→ **WHAT IS ASKED**
Reproduce all records verbatim.

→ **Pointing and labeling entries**

▬▬▬

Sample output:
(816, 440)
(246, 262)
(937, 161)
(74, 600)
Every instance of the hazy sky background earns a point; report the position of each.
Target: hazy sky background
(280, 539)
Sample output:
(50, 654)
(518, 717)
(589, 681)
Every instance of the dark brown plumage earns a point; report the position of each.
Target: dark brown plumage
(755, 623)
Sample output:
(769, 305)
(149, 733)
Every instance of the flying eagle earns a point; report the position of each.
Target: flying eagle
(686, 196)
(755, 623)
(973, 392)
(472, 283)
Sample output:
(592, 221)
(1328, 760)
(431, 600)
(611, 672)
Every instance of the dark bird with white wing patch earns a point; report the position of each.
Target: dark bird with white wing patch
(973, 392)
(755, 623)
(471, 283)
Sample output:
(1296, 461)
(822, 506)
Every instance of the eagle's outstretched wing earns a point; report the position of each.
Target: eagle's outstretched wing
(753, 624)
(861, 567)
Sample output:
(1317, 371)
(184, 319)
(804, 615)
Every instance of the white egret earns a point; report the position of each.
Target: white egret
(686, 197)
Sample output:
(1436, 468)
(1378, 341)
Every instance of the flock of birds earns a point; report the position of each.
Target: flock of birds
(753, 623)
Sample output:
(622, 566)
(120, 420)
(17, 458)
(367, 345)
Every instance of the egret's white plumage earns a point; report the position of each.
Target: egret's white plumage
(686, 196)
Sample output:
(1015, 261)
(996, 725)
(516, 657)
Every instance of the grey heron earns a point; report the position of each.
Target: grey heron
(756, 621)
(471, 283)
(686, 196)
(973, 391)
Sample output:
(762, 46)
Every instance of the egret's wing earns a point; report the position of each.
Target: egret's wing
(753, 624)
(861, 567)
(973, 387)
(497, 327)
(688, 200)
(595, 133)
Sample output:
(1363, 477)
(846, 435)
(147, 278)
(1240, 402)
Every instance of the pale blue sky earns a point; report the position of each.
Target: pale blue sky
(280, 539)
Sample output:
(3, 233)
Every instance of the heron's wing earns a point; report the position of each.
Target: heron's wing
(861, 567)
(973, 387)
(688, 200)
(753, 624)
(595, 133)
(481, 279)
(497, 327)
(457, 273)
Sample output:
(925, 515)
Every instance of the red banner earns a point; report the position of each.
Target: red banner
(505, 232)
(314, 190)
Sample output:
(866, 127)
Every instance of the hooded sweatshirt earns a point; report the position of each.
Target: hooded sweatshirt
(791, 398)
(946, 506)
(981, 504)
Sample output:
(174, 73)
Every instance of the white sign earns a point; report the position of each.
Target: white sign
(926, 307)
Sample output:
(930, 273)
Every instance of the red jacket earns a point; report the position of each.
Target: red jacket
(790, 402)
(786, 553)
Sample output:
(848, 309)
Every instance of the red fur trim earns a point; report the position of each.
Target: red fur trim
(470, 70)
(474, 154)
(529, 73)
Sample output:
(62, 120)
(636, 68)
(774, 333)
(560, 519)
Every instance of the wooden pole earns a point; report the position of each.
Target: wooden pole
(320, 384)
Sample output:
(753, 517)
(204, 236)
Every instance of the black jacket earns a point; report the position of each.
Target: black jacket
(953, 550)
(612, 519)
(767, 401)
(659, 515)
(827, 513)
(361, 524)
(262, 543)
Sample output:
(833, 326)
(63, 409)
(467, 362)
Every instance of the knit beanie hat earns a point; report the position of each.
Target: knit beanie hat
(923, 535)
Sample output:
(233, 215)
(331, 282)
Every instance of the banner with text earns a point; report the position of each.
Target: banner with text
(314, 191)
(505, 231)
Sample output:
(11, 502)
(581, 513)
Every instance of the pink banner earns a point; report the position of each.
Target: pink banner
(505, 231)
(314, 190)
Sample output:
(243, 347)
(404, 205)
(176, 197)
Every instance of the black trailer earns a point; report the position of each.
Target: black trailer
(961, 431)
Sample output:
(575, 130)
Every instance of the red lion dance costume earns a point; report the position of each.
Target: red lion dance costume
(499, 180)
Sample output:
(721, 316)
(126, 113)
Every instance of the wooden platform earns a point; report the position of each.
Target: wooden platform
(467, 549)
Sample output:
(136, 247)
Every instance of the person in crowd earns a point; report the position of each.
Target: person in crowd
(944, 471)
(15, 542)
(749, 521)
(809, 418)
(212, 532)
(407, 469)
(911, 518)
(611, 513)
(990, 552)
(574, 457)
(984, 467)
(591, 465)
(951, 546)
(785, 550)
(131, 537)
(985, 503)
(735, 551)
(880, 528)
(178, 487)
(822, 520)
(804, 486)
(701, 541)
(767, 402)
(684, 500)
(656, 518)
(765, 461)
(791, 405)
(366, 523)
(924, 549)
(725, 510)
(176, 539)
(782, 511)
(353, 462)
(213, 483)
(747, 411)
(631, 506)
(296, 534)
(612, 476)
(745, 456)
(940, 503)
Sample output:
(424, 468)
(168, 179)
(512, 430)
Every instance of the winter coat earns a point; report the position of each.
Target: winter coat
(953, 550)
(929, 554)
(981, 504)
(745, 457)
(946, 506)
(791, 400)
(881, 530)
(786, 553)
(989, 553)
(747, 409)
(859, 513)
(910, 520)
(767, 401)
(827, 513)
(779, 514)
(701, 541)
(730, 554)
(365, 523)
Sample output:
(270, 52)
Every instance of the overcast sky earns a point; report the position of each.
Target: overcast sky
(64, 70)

▬▬▬

→ **RESULT BELOW**
Sample output:
(816, 440)
(246, 262)
(937, 161)
(74, 600)
Every instance of the hazy sky background earns a point; report the position of each.
Target: hazy sky background
(280, 539)
Sample output:
(50, 654)
(518, 717)
(589, 681)
Every instance of the dark brown plumage earns a point; report the position of each.
Target: dark brown plumage
(755, 623)
Sample output:
(769, 305)
(149, 733)
Every instance of the flying eagle earns a point; report the position of each.
Target: flying eagle
(686, 196)
(755, 623)
(973, 392)
(472, 283)
Sample output:
(592, 221)
(1328, 760)
(431, 600)
(611, 672)
Every instance of the dark bird with white wing patch earns a point; report the position of each.
Target: dark bird with white wing patch
(973, 392)
(755, 623)
(471, 283)
Sample output:
(1296, 461)
(822, 506)
Every instance of the eagle's outstretched wing earns a point; report the position of each.
Target: eagle's outstretched wing
(753, 624)
(861, 567)
Sample output:
(1317, 371)
(184, 319)
(804, 615)
Every instance of the white egret earns a point; report the position of each.
Target: white egret
(686, 197)
Sample output:
(1436, 468)
(1378, 341)
Every instance of the flock of birds earns a point; report the position of each.
Target: flock of birds
(753, 623)
Sample output:
(622, 566)
(120, 420)
(17, 458)
(367, 345)
Every instance of the egret's white plumage earns a point; report the position of each.
Target: egret's white plumage
(686, 196)
Sample output:
(1015, 261)
(996, 725)
(516, 657)
Every instance of the grey heron earns a point; report the position of each.
Target: grey heron
(756, 621)
(471, 283)
(686, 196)
(973, 391)
Sample output:
(762, 46)
Every instance of the egret's wing earns a point; report the position of each.
Target: egret's wing
(753, 624)
(861, 567)
(973, 387)
(497, 327)
(688, 200)
(595, 133)
Sample output:
(1363, 477)
(846, 435)
(147, 278)
(1240, 402)
Every instance of the pale blue sky earns a point; report the position of each.
Target: pale blue sky
(280, 539)
Sample output:
(3, 233)
Every instance of the heron's wing earns a point; report the position of each.
Target: heron's wing
(861, 567)
(973, 387)
(688, 200)
(753, 624)
(595, 133)
(481, 279)
(497, 327)
(457, 273)
Sample output:
(925, 515)
Every instance of the red banner earns a point; report the position of each.
Target: red banner
(505, 232)
(314, 190)
Sample output:
(866, 127)
Every instance of the hooded sweatshirt earns a point; report the position of each.
Target: hooded sweatshirt
(791, 398)
(946, 506)
(981, 504)
Sample output:
(174, 73)
Every instance of the white sign earns a point; report the position of each.
Target: white sign
(926, 307)
Sample output:
(930, 273)
Every instance of the red jacket earns a point; report the position of each.
Target: red jacket
(790, 402)
(786, 553)
Sample output:
(848, 309)
Every instance of the red fur trim earns a point; report the position of each.
Target: red fur trim
(470, 70)
(474, 154)
(529, 73)
Sample output:
(62, 120)
(636, 68)
(774, 333)
(560, 519)
Every instance of the wooden pole earns a point; report the position of each.
Target: wooden pole
(320, 384)
Sample output:
(753, 517)
(204, 236)
Every instance of the black jacket earns a point; report the position of each.
Target: black jacket
(953, 550)
(612, 519)
(767, 401)
(659, 515)
(827, 513)
(361, 524)
(262, 543)
Sample output:
(833, 326)
(63, 409)
(467, 362)
Every instance of the knit beanie hat earns a point; report the position of each.
Target: knit beanie hat
(923, 535)
Sample output:
(233, 215)
(331, 282)
Every instance of the banner with text earns a point; report the position of each.
Target: banner with text
(314, 191)
(505, 231)
Sample output:
(11, 502)
(581, 513)
Every instance of the pink banner earns a point; report the position of each.
Target: pink banner
(505, 231)
(314, 190)
Sample output:
(243, 347)
(404, 205)
(176, 197)
Every instance of the black trailer earns a point; report the position of each.
Target: black trailer
(961, 431)
Sample output:
(575, 130)
Every instance of the red lion dance costume earns a point; report the position of each.
Target: red lion dance costume
(499, 180)
Sample output:
(721, 316)
(126, 113)
Every instance of the wooden platform earns a point; report the position of each.
Target: wooden platform
(467, 549)
Sample output:
(136, 247)
Every instance of the person in crowd earns a point; report the position of each.
Target: person in crowd
(944, 471)
(15, 542)
(749, 521)
(809, 418)
(212, 532)
(407, 469)
(911, 518)
(611, 513)
(990, 552)
(574, 457)
(984, 467)
(591, 465)
(951, 546)
(785, 550)
(131, 537)
(985, 503)
(735, 551)
(880, 528)
(178, 487)
(822, 520)
(804, 486)
(701, 541)
(767, 402)
(684, 500)
(656, 518)
(765, 461)
(791, 405)
(366, 523)
(924, 549)
(725, 510)
(176, 539)
(782, 511)
(353, 462)
(213, 483)
(747, 411)
(631, 506)
(296, 534)
(612, 476)
(745, 456)
(940, 503)
Sample output:
(424, 468)
(168, 179)
(512, 430)
Every instance of the winter coat earns a point; report the position of each.
Target: winter coat
(953, 550)
(929, 554)
(981, 504)
(745, 457)
(946, 506)
(791, 400)
(881, 530)
(786, 553)
(989, 553)
(747, 409)
(859, 513)
(910, 520)
(767, 401)
(827, 513)
(779, 514)
(701, 541)
(730, 554)
(365, 523)
Sample output:
(270, 52)
Every instance of the overcast sky earns a point; report the position of each.
Target: overcast sky
(64, 70)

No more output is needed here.